Reproduce each line of the material precisely.
○ ○ ○ ○ ○
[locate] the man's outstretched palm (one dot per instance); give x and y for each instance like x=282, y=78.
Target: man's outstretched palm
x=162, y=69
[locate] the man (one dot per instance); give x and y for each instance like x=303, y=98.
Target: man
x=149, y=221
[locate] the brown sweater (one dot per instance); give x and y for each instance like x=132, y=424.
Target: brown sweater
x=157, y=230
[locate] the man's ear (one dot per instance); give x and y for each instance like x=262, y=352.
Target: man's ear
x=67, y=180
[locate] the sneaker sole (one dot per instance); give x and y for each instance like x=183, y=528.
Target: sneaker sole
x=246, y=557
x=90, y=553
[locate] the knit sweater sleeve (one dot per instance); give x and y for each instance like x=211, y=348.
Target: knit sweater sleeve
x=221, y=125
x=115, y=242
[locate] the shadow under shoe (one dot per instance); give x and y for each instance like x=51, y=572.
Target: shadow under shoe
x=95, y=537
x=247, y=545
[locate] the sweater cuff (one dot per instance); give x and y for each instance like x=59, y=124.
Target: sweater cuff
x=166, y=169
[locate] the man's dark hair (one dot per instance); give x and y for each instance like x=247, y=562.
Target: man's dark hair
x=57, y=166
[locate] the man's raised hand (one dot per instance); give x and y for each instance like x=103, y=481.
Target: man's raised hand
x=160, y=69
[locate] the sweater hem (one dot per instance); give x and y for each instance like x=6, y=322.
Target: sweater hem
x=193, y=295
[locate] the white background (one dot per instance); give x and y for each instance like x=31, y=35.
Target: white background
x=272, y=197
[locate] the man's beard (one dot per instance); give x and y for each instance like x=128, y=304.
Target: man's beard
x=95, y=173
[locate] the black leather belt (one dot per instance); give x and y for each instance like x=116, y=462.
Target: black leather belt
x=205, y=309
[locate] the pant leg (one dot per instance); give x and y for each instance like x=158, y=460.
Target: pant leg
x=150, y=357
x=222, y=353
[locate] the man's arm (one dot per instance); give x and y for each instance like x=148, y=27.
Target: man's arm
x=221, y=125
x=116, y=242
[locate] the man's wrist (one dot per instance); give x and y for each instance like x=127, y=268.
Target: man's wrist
○ ○ ○ ○ ○
-- Output of the task --
[locate] the man's outstretched palm (one dot per instance); give x and y for each instance like x=282, y=78.
Target: man's outstretched palm
x=162, y=69
[locate] the man (one dot per instance); give x and y for each instance like x=303, y=98.
Target: man
x=149, y=221
[locate] the brown sweater (one dot per instance); give x and y for each instance like x=132, y=424.
Target: brown sweater
x=157, y=230
[locate] the man's ear (one dot per instance); give x and y for each instance like x=262, y=352.
Target: man's ear
x=67, y=180
[locate] the sneaker sole (one dot per instance); give x and y for each instance like x=183, y=528.
Target: sneaker sole
x=246, y=557
x=90, y=553
[locate] the knit sweater sleeve (one dot per instance); give x and y for each instance like x=211, y=348.
Target: knit sweater sleeve
x=221, y=125
x=115, y=242
[locate] the shadow under shoe (one dot per instance); give x and y for each instance like x=51, y=572.
Target: shadow under shoe
x=95, y=537
x=247, y=545
[locate] the sweater cuff (one dot per instance); give x and y for each instance like x=59, y=124.
Target: sweater cuff
x=166, y=169
[locate] the man's dark hair (one dot per instance); give x and y for each instance like x=247, y=562.
Target: man's dark hair
x=57, y=166
[locate] the man's raised hand (one dot per instance); give x and y for each instance like x=103, y=481.
Target: man's raised hand
x=160, y=69
[locate] the sweater hem (one dot per instance); give x and y for each instance like x=6, y=322.
Target: sweater hem
x=193, y=295
[locate] the white background (one dot per instance); give x and y for each instance like x=31, y=35.
Target: white background
x=272, y=197
[locate] the man's beard (one dot per instance); give x and y for each instance like x=128, y=304.
Target: man's beard
x=95, y=173
[locate] the black leather belt (one dot per instance); give x and y for each instance like x=116, y=462.
Target: black leather belt
x=205, y=309
[locate] the pant leg (one dot per instance); give x and y for each instance like x=158, y=460.
Target: pant leg
x=150, y=357
x=222, y=353
[locate] the man's arm (one dot per instance); give x and y for each instance like x=148, y=27.
Target: man's arm
x=221, y=125
x=116, y=242
[locate] the man's wrist (one dot per instance); give x and y for each instance like x=127, y=268.
Target: man's wrist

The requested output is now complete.